Referring expression pointing data:
┌──
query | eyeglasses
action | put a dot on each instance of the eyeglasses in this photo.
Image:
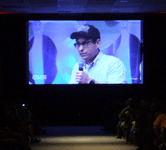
(84, 44)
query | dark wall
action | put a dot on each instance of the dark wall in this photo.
(78, 104)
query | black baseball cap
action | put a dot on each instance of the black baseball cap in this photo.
(87, 31)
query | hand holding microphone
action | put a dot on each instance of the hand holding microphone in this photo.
(81, 76)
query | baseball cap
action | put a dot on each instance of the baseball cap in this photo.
(87, 31)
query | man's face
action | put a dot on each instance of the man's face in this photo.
(89, 50)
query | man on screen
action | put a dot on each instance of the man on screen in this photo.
(96, 67)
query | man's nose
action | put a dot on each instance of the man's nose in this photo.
(81, 48)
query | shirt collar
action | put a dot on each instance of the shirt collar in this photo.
(100, 54)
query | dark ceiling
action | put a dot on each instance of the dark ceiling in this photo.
(83, 6)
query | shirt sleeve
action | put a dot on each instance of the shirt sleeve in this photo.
(117, 72)
(73, 75)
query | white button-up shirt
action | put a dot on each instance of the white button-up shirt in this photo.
(104, 69)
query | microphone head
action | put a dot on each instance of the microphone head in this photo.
(81, 65)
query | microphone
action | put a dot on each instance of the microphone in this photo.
(81, 65)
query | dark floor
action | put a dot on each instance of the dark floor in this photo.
(80, 138)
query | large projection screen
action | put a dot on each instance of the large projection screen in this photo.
(51, 53)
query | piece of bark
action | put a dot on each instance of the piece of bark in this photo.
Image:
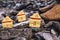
(53, 14)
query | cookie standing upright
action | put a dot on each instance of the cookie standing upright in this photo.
(21, 16)
(35, 20)
(7, 22)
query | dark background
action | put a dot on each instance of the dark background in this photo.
(58, 1)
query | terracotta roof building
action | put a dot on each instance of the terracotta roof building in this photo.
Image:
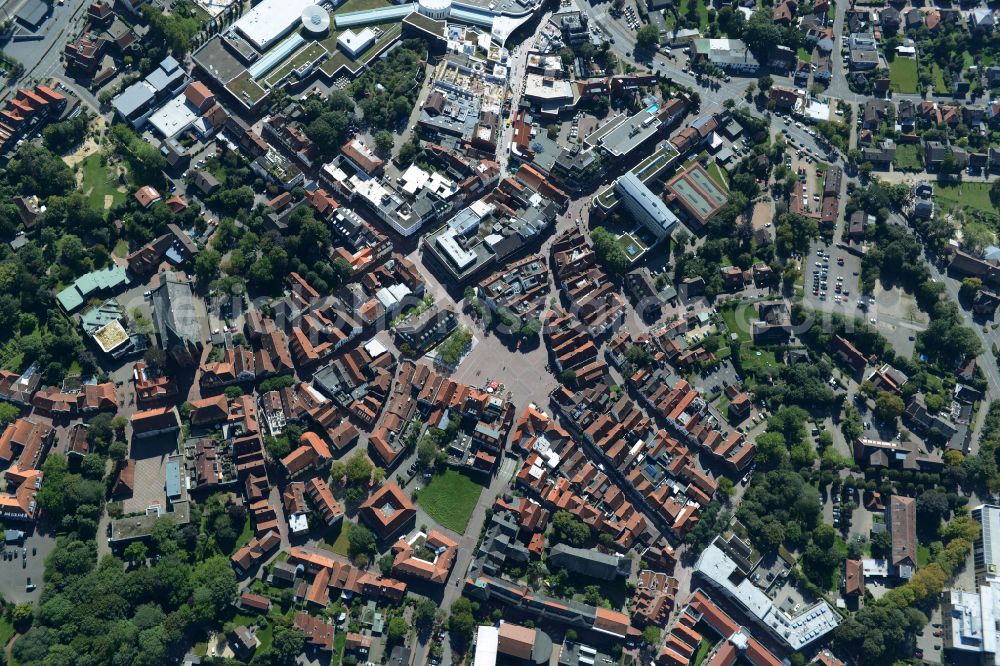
(388, 510)
(318, 633)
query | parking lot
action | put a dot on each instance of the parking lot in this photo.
(27, 561)
(831, 281)
(896, 316)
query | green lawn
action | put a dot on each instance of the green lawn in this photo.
(339, 642)
(265, 635)
(98, 182)
(700, 8)
(903, 75)
(937, 80)
(966, 195)
(756, 359)
(909, 157)
(449, 499)
(245, 535)
(737, 321)
(339, 543)
(6, 631)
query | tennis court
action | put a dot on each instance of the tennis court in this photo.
(697, 192)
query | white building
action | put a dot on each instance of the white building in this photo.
(270, 20)
(645, 206)
(807, 626)
(355, 43)
(969, 622)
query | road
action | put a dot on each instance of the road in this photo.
(41, 58)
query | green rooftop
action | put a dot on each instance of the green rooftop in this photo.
(106, 279)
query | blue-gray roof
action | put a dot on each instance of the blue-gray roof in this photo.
(173, 478)
(134, 97)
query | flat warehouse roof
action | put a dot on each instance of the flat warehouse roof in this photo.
(270, 20)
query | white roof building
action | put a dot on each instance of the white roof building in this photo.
(270, 20)
(355, 43)
(796, 632)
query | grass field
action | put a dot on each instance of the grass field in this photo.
(6, 631)
(339, 544)
(700, 7)
(966, 195)
(265, 635)
(339, 642)
(937, 80)
(99, 182)
(757, 359)
(909, 157)
(903, 75)
(450, 499)
(737, 321)
(245, 535)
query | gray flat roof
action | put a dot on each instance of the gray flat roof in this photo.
(133, 97)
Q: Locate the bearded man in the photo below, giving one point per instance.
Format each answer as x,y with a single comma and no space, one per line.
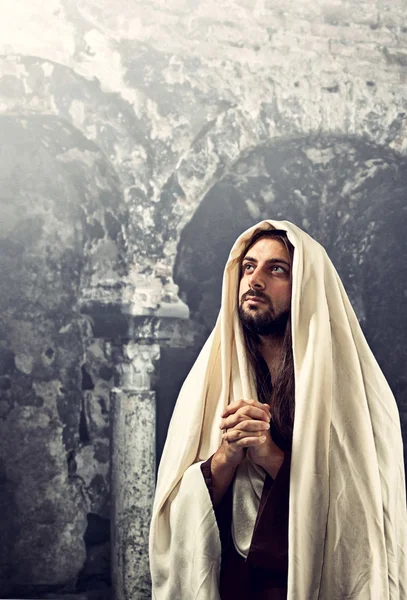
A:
252,503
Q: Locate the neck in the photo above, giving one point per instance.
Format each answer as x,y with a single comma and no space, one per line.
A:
270,348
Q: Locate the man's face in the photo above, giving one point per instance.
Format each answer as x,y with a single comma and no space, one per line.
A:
265,288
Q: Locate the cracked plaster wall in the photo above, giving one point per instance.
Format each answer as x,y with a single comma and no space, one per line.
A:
128,131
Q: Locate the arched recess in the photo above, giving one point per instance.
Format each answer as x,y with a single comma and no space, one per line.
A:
60,229
348,193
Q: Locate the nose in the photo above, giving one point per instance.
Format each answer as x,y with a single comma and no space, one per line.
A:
256,281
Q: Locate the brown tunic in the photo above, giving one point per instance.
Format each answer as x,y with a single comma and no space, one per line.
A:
263,575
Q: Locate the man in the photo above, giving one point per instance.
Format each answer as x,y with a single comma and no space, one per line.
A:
252,503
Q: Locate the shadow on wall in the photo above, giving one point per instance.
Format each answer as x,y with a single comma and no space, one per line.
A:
57,198
347,193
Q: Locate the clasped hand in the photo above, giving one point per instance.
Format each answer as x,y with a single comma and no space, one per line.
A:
246,426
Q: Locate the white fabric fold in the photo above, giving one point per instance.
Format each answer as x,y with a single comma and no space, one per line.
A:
347,513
└──
#### Task directions
If an entry contains an image, print the rest of that entry exactly and leave the image out.

#### Solution
query | eyeglasses
action | put a dot on each instance of the eyeglasses in this photo.
Image:
(84, 44)
query | dark wall
action | put a dot on each instance of the dark wall in this photo.
(78, 104)
query | black baseball cap
action | put a dot on each instance of the black baseball cap in this photo.
(87, 31)
query | hand holding microphone
action | put a dot on each instance of the hand holding microphone in this photo.
(81, 76)
query | baseball cap
action | put a dot on each instance of the baseball cap in this photo.
(87, 31)
query | man's face
action | put a dot on each instance of the man's face in this photo.
(89, 50)
query | man on screen
action | put a dot on each instance of the man on screen in this photo.
(96, 67)
query | man's nose
action | put a dot on each instance of the man's nose in this photo.
(81, 48)
query | shirt collar
action | put a dot on each instance of the shirt collar in this photo.
(100, 54)
query | dark ceiling
action | put a dot on each instance of the dark ceiling in this photo.
(83, 6)
query | shirt sleeve
action | put a dot on each instance of the shirt sleeve in this photo.
(117, 72)
(73, 75)
query | white button-up shirt
action | put a dot on each instance of the white button-up shirt in this photo.
(104, 69)
query | microphone head
action | put a dot on each instance of the microphone head in this photo.
(81, 65)
query | microphone
action | put a dot on each instance of the microphone in this photo.
(81, 65)
query | dark floor
action | put a dot on each instance of the dark floor in this photo.
(80, 138)
query | large projection screen
action | put a dot on each instance of the large projection screen in this photo.
(51, 53)
query | piece of bark
action | put a dot on each instance of the piece of bark in this photo.
Image:
(53, 14)
query | cookie standing upright
action | put a dot on each instance of the cookie standing upright in this photo.
(21, 16)
(35, 20)
(7, 22)
query | dark background
action | put a dot on each instance of the dark background in this photo.
(58, 1)
query | terracotta roof building
action | put a dot on each instance of the terracotta roof building in this photo.
Image:
(388, 510)
(318, 633)
query | parking lot
action | put a dot on each instance of the parking lot in this photo.
(27, 561)
(831, 281)
(896, 316)
query | green lawn
action | put a dot on each instance of the green lawn in this photo.
(339, 642)
(265, 635)
(98, 182)
(700, 8)
(903, 75)
(937, 80)
(966, 195)
(756, 359)
(909, 157)
(449, 499)
(245, 535)
(737, 321)
(339, 543)
(6, 631)
query | tennis court
action | put a dot on each instance of the tennis court in this photo.
(697, 192)
query | white building
action | put a dot on each instance of the white building in this photo.
(270, 20)
(645, 206)
(807, 626)
(355, 43)
(969, 622)
query | road
action | put a dot on each instance of the road in this photo.
(41, 58)
query | green rooftop
action | put a dot on each instance of the green rooftop in this photo.
(106, 279)
query | blue-gray roof
action | put a dot on each instance of the blue-gray roof in this photo.
(173, 478)
(134, 97)
query | flat warehouse roof
action | put a dot on each instance of the flat warehouse roof in this photo.
(270, 20)
query | white roof building
action | put a dot on each instance of the white roof building in this photo.
(270, 20)
(355, 43)
(796, 632)
query | grass field
action | put a dot on each instance of the grass field in this photo.
(6, 631)
(339, 544)
(700, 7)
(966, 195)
(265, 635)
(339, 642)
(937, 80)
(99, 182)
(757, 359)
(909, 157)
(903, 75)
(450, 499)
(737, 321)
(245, 535)
query | gray flat roof
action | put a dot on each instance of the gray flat roof in this photo.
(133, 97)
Q: Locate the bearded man in the photo below, giving one point per instance.
Format each answer as x,y with a single comma and no space, one per line.
A:
252,503
Q: Locate the neck in the photo above, giving one point per instance.
Format each answer as x,y with a single comma and no space, one per line.
A:
270,348
Q: Locate the man's face in the photo above, giving one point per instance.
Format each answer as x,y with a single comma and no space, one per line.
A:
265,288
Q: Locate the cracked plaster wall in the photo above, giving one point per instance.
Format each answer as x,y with a single comma and no space, one per line.
A:
128,131
Q: Locate the arched recess in the photo above, giving one point per instance.
Format each answer as x,y with a single comma and no space, one per line.
A:
60,229
348,193
Q: Locate the nose in the photo above, giving one point per instance.
Format each answer as x,y with a single comma and no space, one per line.
A:
256,281
Q: Locate the brown tunic in the photo above, giving one point per instance.
Format each answer as x,y with a single comma and no space, one per line.
A:
263,575
Q: Locate the man in the photo above, giving one point per instance.
Format each answer as x,y with a single comma and no space, one per line.
A:
252,503
Q: Locate the shadow on wall in the photo above, giving one point per instance.
Format each answer as x,y with a single comma and no space, one per line.
A:
57,198
347,193
Q: Locate the clasped hand in the photo above, giving one point per instance.
Format each answer as x,y with a single comma and no space, one per line.
A:
246,426
Q: Locate the white fabric fold in the photo above, giving one point per instance.
Format each answer as x,y with a single comma and no space, one per line.
A:
347,513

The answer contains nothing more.